---------- GIVEN RECORDS
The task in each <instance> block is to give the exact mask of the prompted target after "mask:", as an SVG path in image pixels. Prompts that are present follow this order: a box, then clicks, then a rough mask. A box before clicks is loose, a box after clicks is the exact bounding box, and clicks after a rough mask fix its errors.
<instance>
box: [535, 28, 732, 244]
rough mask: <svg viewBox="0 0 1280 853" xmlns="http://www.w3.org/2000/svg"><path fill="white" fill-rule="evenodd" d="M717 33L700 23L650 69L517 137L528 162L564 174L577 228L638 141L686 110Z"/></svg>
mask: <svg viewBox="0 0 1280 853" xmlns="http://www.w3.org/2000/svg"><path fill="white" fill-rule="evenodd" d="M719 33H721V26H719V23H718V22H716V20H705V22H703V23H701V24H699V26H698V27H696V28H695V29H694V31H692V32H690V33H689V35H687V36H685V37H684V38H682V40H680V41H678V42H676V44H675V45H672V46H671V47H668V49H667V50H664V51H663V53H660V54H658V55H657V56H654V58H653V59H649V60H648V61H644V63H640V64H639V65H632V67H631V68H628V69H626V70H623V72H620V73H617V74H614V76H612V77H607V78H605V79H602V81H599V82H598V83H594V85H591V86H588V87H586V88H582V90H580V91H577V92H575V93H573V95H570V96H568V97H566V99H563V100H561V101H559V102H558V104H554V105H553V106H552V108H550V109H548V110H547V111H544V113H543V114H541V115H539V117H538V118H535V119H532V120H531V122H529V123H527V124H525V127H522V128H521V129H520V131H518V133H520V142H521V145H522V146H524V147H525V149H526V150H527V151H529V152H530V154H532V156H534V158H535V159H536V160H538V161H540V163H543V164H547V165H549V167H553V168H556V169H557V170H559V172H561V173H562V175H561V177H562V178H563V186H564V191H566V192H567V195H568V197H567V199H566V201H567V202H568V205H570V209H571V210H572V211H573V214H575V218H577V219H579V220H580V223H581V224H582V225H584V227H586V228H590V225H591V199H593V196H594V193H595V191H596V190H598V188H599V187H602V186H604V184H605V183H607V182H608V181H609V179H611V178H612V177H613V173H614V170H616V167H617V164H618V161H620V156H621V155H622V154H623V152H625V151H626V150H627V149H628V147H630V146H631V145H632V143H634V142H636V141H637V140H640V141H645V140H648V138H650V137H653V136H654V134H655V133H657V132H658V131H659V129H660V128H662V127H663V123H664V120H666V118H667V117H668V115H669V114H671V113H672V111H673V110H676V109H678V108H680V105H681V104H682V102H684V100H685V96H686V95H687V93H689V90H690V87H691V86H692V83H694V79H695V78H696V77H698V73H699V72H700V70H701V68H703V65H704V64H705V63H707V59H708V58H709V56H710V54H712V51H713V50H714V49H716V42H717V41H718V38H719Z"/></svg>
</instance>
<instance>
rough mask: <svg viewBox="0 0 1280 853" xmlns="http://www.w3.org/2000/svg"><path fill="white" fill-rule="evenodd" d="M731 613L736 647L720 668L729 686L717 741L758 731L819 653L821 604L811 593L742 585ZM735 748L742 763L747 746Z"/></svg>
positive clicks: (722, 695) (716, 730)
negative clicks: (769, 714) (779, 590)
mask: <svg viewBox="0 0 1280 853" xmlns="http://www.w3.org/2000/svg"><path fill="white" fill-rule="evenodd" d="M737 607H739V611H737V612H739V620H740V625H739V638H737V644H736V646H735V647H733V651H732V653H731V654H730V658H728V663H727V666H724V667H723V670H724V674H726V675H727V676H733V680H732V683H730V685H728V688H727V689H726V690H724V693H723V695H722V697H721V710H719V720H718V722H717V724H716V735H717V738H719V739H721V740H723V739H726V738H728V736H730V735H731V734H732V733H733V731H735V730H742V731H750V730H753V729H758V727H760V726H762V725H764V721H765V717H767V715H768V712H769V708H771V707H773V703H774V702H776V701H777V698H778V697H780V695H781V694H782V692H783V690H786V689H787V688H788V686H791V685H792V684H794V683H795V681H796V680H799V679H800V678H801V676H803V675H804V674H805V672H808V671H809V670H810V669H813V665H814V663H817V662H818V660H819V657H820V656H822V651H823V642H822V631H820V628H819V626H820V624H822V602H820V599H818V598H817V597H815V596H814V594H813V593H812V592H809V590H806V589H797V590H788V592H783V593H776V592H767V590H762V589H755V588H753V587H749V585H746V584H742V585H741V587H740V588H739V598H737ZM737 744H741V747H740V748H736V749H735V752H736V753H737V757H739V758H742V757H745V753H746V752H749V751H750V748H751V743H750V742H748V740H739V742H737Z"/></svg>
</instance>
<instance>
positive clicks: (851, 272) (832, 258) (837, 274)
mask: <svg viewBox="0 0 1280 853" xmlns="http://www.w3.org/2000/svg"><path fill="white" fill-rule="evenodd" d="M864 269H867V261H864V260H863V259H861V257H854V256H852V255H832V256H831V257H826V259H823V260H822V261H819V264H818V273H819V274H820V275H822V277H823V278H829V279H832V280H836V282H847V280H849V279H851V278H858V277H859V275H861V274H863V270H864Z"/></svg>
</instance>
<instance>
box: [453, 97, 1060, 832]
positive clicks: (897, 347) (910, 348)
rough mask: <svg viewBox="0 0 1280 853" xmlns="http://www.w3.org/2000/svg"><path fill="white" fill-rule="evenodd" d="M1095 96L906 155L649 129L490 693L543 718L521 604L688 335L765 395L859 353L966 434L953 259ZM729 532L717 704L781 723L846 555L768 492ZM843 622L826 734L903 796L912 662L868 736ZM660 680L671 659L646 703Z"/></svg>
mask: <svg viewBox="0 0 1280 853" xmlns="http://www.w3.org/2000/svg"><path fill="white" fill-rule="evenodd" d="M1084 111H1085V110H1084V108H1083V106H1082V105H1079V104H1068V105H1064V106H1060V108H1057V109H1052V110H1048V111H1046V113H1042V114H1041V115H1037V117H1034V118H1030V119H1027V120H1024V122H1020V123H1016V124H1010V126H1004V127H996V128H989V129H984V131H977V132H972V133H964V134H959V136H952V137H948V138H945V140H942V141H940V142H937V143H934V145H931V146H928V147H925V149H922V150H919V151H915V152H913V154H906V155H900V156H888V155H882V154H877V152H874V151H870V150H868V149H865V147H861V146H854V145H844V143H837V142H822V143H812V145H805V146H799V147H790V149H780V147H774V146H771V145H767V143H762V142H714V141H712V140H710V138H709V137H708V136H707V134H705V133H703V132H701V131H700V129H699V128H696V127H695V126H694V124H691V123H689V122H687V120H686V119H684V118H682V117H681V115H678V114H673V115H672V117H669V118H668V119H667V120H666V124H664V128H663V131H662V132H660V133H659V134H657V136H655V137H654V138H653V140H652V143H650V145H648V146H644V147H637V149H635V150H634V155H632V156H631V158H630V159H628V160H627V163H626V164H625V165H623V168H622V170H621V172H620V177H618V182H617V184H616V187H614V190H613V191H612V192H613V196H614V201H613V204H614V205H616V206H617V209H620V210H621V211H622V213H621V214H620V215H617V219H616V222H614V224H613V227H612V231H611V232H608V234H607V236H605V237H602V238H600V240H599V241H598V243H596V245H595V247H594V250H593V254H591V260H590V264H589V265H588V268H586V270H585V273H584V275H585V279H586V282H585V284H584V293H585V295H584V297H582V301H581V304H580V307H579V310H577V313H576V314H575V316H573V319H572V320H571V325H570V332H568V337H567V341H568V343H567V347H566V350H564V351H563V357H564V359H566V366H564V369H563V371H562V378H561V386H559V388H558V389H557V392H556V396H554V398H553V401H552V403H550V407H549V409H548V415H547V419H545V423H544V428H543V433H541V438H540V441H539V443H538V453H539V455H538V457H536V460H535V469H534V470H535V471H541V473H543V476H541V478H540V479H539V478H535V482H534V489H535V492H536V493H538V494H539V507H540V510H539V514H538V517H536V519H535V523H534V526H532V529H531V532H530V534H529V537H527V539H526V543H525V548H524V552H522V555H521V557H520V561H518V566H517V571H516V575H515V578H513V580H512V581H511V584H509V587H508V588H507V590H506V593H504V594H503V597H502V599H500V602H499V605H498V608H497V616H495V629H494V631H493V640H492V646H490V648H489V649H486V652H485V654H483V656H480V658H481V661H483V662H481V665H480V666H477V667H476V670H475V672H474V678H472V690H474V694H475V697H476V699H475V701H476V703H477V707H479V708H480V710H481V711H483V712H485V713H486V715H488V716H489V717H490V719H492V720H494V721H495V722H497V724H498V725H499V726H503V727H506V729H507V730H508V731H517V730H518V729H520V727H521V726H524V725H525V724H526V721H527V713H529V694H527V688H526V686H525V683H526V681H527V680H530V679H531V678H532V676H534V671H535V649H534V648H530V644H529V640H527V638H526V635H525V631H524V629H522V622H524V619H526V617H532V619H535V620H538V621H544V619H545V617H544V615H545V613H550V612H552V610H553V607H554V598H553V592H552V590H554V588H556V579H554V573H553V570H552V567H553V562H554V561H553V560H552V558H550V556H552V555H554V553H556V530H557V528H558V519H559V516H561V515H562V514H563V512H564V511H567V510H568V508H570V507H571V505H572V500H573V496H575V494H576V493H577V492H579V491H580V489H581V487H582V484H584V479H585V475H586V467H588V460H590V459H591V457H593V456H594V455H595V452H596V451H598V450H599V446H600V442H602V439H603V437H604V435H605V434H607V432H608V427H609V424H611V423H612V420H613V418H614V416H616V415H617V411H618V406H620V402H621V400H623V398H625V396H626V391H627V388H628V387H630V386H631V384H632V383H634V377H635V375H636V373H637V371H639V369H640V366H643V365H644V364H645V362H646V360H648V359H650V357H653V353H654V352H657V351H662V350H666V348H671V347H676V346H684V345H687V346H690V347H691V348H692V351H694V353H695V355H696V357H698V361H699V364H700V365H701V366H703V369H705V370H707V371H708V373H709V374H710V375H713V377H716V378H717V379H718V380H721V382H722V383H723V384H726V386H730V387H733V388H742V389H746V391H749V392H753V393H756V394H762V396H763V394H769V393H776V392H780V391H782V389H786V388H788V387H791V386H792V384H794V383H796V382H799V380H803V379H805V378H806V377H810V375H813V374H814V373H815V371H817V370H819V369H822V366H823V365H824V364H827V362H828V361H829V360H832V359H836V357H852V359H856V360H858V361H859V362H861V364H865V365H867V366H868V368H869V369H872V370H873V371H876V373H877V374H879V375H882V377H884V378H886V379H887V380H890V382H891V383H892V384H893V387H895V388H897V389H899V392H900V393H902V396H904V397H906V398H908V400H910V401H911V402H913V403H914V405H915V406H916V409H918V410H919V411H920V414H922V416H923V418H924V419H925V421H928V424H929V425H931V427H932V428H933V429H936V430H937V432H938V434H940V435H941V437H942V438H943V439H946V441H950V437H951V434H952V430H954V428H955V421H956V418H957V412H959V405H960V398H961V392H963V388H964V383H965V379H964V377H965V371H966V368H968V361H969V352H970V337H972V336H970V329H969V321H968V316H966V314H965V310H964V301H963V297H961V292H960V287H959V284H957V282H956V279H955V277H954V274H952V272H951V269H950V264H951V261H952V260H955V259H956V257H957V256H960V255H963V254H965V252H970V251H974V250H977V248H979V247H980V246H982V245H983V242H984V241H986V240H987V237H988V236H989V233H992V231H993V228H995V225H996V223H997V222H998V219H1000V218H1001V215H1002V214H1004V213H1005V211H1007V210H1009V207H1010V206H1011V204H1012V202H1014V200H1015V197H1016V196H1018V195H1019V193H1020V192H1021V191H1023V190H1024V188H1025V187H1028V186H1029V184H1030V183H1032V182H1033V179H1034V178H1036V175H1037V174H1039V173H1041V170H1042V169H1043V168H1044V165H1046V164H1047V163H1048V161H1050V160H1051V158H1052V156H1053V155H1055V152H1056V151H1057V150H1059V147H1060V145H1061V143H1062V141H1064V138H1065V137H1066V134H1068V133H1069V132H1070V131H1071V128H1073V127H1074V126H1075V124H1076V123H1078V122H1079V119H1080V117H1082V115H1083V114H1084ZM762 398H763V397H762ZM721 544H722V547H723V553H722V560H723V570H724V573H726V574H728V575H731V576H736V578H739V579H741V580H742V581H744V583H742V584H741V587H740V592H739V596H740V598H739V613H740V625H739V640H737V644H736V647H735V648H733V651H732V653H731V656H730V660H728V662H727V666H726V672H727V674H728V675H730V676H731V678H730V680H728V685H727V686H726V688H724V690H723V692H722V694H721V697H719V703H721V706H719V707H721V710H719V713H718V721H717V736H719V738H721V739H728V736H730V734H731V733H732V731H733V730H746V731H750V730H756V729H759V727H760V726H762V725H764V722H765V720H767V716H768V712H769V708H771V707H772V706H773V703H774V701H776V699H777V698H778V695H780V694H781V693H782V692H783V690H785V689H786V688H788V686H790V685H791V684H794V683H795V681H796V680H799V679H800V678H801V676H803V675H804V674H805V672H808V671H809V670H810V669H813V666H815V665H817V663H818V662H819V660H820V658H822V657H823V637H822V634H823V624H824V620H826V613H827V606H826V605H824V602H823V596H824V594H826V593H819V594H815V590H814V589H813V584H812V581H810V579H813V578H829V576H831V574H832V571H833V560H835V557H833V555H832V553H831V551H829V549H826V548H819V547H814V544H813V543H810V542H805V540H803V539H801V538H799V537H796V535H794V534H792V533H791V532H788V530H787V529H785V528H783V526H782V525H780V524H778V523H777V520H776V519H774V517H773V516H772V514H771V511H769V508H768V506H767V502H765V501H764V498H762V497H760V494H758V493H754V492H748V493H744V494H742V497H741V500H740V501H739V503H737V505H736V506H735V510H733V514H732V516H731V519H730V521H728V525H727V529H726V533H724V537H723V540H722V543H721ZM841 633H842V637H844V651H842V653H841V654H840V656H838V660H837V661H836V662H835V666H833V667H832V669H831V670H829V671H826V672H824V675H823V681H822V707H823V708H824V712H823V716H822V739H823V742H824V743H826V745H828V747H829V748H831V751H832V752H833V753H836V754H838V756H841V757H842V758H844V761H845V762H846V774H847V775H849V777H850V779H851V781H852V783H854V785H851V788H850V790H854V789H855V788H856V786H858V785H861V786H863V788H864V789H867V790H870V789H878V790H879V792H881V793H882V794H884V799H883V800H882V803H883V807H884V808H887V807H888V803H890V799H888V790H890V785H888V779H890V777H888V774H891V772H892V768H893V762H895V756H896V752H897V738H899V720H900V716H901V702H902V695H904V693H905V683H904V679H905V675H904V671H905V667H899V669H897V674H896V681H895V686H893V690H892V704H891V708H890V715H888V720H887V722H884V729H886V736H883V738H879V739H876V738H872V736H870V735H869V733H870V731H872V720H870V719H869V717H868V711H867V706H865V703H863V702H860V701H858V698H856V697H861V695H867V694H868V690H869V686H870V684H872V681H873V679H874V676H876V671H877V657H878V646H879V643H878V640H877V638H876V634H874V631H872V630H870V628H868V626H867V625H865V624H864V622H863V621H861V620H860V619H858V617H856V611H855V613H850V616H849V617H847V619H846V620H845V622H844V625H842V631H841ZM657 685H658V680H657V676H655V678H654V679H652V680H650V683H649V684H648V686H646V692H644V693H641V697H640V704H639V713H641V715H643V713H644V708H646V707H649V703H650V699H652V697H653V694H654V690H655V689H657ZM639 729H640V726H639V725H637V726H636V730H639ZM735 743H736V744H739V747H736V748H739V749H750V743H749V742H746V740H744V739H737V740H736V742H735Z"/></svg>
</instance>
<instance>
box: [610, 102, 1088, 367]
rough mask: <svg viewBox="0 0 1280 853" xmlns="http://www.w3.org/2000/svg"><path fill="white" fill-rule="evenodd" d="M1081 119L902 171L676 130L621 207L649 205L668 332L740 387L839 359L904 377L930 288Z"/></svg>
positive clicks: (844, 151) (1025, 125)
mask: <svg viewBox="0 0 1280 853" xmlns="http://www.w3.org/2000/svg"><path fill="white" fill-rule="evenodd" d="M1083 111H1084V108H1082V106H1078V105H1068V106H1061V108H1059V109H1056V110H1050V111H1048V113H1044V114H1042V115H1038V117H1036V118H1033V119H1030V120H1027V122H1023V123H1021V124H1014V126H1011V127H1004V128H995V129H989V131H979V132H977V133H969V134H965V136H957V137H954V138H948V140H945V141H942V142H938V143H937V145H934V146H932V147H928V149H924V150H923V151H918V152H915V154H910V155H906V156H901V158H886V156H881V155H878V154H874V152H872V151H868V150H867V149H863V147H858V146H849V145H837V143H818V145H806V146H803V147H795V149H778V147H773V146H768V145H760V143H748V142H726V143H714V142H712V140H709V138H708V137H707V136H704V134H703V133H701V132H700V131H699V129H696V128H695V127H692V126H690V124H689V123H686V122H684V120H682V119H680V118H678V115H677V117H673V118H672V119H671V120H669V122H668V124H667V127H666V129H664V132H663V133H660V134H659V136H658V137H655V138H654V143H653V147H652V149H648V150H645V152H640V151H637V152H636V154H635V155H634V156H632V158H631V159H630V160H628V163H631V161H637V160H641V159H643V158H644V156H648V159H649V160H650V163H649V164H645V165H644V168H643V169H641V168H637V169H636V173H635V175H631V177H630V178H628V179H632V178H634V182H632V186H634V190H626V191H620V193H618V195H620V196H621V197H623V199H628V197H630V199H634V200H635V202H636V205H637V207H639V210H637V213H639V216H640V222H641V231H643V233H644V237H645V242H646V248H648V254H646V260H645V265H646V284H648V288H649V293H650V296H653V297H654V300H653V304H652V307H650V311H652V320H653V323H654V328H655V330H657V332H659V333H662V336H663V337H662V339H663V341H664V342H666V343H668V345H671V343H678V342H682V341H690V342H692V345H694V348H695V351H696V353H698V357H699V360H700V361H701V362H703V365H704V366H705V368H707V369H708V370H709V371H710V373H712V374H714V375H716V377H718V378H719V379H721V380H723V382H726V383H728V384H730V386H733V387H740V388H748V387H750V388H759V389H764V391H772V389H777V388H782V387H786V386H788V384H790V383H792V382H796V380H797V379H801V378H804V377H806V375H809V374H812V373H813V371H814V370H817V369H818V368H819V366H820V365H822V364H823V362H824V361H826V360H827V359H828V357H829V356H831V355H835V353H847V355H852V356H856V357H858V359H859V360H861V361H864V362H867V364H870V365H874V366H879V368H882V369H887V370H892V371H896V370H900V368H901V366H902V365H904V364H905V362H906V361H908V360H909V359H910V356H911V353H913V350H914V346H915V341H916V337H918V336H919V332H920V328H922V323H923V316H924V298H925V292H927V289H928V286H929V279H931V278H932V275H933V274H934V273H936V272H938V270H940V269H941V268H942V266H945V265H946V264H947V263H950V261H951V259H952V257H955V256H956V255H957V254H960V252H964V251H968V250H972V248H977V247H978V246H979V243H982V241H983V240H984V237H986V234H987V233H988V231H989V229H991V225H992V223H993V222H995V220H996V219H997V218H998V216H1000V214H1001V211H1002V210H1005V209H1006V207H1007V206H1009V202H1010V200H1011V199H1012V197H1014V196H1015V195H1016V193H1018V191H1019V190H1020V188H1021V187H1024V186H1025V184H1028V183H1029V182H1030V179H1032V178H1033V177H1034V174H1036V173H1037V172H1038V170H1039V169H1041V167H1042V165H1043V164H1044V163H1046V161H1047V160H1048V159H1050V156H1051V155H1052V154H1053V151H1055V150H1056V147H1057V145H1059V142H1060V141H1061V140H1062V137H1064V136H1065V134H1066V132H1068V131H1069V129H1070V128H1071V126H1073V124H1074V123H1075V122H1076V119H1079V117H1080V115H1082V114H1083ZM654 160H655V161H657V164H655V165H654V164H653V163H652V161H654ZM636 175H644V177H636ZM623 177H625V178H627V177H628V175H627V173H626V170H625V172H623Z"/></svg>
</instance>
--------------------
EXERCISE: Write out again, exactly, the lines from the start of the entries up to and including the one with "box: [535, 28, 732, 244]". Nothing else belongs in the reply.

OUTPUT:
The task in each <instance> block is to give the exact mask of the prompted target after "mask:", as an SVG path in image pixels. Prompts that are present follow this order: a box, then clicks, then a rough mask. A box before clicks is loose, a box after clicks is the exact bounding box, and clicks after a rough mask fix its errors.
<instance>
box: [535, 28, 732, 244]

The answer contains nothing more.